■ **Brief**
What you copy should be the lines from the one with "# point at: dark" through the end of the entries, word for word. Omit the pictures.

■ **Dataset items**

◆ ◆ ◆

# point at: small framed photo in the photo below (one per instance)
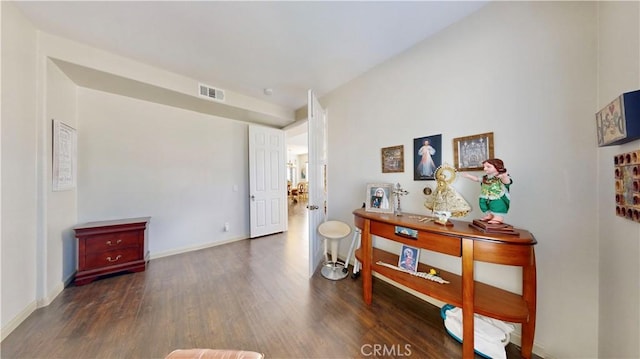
(469, 152)
(392, 159)
(378, 197)
(427, 156)
(409, 258)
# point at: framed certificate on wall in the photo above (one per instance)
(65, 160)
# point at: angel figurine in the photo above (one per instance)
(444, 201)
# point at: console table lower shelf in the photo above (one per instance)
(458, 240)
(488, 300)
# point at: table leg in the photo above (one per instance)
(529, 294)
(467, 298)
(367, 257)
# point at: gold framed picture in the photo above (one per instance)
(469, 152)
(392, 159)
(378, 197)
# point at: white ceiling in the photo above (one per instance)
(246, 47)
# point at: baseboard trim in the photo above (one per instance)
(18, 319)
(194, 248)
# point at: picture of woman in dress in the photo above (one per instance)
(426, 157)
(409, 258)
(379, 199)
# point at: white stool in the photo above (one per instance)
(333, 232)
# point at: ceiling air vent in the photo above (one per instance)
(211, 93)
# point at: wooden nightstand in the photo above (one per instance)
(108, 247)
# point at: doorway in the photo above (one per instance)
(297, 185)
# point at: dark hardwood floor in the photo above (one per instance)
(250, 295)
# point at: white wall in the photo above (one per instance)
(58, 210)
(526, 72)
(18, 131)
(618, 72)
(140, 159)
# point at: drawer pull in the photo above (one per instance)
(115, 259)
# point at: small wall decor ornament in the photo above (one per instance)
(627, 185)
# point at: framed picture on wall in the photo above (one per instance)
(64, 156)
(392, 159)
(469, 152)
(378, 197)
(427, 156)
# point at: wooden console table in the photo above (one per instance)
(107, 247)
(458, 240)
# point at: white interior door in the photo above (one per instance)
(317, 178)
(267, 181)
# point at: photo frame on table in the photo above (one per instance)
(392, 159)
(427, 156)
(409, 258)
(65, 157)
(378, 198)
(469, 152)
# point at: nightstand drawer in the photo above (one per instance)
(103, 259)
(112, 241)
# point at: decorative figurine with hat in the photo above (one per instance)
(494, 197)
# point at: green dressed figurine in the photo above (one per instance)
(494, 197)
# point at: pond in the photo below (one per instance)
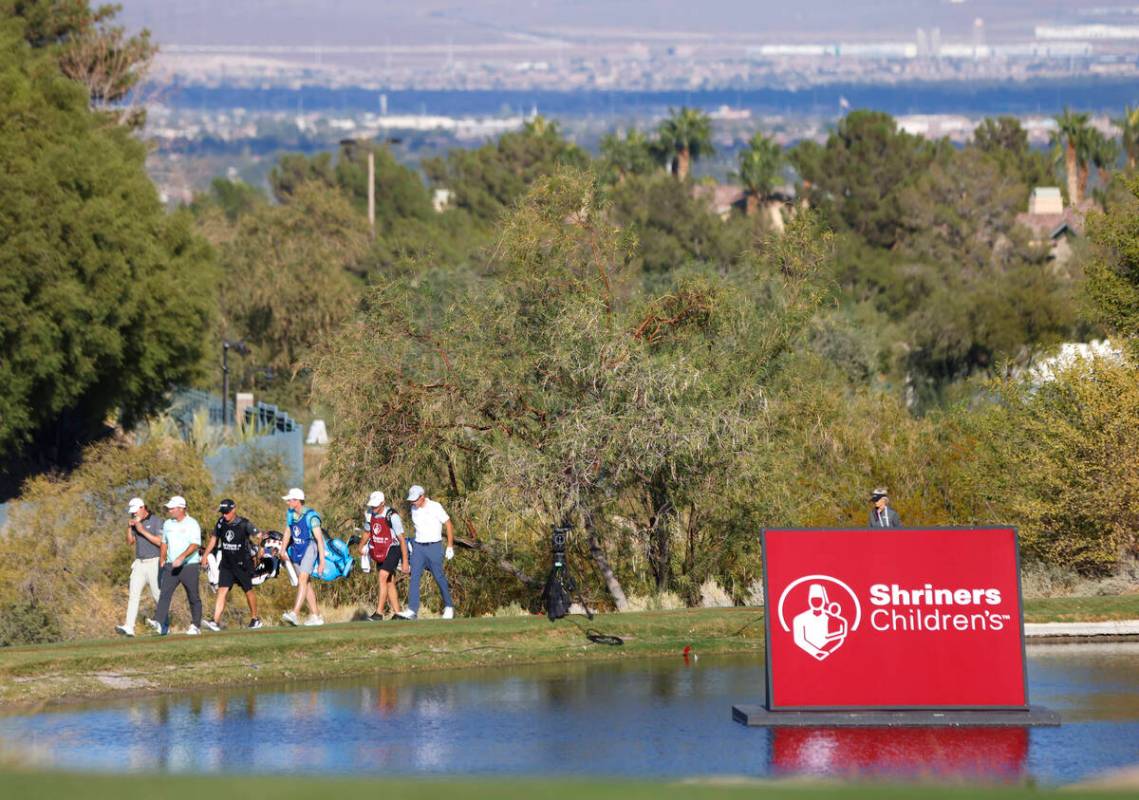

◆ ◆ ◆

■ **Response area**
# point at: dark hardwood floor in the photo above (one per instance)
(250, 295)
# point at: white wall in the photo above (one per instance)
(58, 210)
(526, 72)
(18, 131)
(618, 72)
(140, 159)
# point at: drawer pull in the photo above (one per instance)
(115, 259)
# point at: small wall decor ornament in the photo above (one per instance)
(627, 185)
# point at: framed picture on wall in the photo above (one per instance)
(64, 156)
(392, 159)
(469, 152)
(378, 197)
(427, 156)
# point at: wooden console table in the photo above (one per instance)
(107, 247)
(458, 240)
# point at: white interior door in the photo above (one per instance)
(317, 178)
(267, 181)
# point at: photo frame on table in the photo above (one per instance)
(392, 159)
(427, 156)
(409, 258)
(65, 157)
(378, 198)
(469, 152)
# point at: nightstand drawer in the photo above (one per instance)
(103, 259)
(112, 241)
# point at: decorative figurine with hat in the photo above (one per instance)
(494, 197)
# point at: green dressed figurine in the photo above (one per instance)
(494, 197)
# point at: pond in the photo below (one per instance)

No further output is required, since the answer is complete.